>> start Records supplied

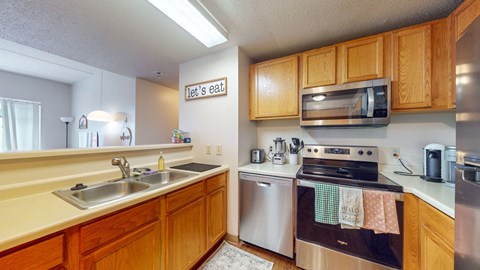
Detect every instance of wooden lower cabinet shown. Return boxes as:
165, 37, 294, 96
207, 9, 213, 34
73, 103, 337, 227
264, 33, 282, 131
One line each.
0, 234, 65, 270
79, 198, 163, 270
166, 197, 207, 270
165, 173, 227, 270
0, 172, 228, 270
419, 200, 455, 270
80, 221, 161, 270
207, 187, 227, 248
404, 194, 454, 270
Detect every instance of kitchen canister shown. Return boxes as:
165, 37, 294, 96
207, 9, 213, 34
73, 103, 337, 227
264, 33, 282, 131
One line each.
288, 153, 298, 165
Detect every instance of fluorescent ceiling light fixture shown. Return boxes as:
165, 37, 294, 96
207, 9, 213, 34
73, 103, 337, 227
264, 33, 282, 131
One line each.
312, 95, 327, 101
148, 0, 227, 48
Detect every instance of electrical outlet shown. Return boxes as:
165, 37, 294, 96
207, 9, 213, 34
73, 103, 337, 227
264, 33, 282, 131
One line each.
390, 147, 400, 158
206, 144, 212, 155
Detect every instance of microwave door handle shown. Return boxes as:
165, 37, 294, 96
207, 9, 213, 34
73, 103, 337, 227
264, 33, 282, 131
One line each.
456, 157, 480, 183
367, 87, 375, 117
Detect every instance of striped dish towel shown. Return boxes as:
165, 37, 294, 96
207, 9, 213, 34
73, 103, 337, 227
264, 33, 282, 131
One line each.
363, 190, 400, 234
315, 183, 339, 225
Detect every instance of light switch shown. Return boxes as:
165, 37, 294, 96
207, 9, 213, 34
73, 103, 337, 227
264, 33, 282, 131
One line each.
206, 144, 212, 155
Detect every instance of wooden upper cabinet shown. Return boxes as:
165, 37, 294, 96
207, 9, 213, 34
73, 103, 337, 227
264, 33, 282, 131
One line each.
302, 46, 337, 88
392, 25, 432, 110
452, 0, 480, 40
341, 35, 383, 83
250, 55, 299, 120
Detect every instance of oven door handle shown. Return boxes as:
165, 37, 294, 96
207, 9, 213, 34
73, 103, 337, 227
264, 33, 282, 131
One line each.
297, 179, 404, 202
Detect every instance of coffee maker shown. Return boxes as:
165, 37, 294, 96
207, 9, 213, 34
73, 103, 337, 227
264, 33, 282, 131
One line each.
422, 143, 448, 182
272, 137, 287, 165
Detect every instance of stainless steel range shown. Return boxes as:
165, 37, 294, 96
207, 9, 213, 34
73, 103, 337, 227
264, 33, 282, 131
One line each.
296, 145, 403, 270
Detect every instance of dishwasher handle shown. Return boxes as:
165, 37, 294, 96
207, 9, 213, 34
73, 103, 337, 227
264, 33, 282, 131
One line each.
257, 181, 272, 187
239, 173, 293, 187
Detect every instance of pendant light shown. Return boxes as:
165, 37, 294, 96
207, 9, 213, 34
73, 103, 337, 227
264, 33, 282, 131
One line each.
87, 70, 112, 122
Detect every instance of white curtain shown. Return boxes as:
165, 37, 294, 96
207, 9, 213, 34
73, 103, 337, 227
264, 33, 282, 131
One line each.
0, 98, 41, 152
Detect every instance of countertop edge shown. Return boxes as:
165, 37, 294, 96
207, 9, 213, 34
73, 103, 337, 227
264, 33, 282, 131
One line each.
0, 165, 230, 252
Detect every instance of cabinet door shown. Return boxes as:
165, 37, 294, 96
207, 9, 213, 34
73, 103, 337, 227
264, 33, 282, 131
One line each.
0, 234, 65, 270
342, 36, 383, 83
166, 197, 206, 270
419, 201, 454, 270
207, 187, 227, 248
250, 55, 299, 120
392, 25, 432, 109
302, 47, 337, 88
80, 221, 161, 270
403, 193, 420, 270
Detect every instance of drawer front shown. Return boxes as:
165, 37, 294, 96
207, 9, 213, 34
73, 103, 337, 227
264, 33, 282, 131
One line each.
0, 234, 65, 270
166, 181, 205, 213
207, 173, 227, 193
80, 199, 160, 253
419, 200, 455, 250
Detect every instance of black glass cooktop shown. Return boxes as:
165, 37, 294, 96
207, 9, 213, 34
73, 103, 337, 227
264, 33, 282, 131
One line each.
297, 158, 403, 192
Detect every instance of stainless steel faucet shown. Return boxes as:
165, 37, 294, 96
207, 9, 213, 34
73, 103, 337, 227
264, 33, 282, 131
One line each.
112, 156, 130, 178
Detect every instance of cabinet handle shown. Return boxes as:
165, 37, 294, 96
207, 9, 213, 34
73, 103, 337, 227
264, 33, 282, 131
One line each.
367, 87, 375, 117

>> end Records supplied
>> start Records supplied

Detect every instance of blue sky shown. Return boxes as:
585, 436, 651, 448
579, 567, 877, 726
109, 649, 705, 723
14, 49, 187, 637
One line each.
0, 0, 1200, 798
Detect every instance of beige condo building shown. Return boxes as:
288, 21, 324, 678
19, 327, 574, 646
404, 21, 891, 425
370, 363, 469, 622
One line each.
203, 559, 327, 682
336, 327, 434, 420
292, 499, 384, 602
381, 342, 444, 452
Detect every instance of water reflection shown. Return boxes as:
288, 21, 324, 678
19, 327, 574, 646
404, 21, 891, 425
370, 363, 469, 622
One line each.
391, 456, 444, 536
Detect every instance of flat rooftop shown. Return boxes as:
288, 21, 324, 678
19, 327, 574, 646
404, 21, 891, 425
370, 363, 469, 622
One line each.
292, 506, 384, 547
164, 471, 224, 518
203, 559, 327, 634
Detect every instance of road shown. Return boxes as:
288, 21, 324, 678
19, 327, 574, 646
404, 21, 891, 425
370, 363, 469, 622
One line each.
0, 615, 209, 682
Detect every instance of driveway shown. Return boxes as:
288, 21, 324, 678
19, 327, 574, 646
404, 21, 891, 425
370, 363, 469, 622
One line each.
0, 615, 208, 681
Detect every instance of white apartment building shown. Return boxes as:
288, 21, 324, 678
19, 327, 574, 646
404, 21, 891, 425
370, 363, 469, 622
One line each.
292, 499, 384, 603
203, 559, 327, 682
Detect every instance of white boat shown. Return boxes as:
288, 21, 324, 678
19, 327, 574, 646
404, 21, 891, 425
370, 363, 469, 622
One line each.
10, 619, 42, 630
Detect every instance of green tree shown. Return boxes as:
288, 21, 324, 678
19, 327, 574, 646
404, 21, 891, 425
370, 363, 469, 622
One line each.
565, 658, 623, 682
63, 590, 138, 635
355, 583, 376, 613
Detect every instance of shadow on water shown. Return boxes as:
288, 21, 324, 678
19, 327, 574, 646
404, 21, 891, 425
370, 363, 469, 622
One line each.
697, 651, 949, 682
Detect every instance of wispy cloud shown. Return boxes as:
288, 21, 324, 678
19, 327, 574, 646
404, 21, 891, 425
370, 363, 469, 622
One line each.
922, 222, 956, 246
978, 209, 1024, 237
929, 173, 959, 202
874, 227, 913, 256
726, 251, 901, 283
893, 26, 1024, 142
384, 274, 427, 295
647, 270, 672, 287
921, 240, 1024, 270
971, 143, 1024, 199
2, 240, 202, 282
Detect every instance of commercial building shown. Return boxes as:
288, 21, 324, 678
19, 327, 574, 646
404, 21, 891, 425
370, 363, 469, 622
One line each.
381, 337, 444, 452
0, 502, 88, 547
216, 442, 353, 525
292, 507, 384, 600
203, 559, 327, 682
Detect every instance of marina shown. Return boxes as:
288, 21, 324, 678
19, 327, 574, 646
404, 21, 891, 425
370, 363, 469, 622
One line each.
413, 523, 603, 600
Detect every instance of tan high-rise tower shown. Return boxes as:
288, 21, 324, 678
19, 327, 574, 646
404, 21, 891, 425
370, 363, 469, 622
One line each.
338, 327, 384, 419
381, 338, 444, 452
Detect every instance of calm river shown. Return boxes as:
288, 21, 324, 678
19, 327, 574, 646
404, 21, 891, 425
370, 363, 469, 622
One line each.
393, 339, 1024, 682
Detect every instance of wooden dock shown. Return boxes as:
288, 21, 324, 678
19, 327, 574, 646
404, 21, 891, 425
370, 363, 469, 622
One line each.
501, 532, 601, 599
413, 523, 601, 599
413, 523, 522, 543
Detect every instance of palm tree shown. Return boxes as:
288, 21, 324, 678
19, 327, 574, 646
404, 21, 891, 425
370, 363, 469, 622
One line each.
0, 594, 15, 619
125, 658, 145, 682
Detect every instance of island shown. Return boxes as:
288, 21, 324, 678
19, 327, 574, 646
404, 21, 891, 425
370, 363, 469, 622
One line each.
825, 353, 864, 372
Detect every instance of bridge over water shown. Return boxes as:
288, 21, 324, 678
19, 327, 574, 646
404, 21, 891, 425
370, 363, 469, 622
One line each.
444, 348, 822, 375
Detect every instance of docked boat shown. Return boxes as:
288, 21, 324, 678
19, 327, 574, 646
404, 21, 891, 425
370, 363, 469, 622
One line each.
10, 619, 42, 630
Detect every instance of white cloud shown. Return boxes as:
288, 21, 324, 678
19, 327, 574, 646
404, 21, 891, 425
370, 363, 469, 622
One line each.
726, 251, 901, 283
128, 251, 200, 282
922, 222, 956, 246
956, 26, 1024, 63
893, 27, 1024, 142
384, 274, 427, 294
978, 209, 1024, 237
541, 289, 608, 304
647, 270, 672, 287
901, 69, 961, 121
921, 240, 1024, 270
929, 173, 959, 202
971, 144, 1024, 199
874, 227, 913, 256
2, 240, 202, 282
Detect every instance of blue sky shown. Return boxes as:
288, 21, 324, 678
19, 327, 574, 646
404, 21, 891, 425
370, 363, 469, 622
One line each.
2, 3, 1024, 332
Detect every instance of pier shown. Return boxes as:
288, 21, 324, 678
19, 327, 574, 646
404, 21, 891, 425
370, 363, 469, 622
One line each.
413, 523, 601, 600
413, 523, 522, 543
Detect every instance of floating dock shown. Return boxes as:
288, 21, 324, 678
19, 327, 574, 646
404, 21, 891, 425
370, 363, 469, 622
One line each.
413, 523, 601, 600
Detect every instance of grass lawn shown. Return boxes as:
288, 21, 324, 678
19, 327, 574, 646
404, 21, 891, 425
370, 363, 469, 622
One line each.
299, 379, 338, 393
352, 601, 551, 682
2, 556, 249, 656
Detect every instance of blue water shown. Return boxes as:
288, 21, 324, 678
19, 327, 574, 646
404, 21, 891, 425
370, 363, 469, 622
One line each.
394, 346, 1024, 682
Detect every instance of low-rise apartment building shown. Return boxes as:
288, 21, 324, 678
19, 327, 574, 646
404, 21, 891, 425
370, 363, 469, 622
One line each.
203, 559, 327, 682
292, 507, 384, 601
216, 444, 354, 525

>> end Records supplied

Gather every line in the rows that contains the word "apartment", and treat case as significant when matching.

Detect every instance of white apartment building shown. Return boxes as:
Detect every instance of low-rise apartment building shown. Return boxes as:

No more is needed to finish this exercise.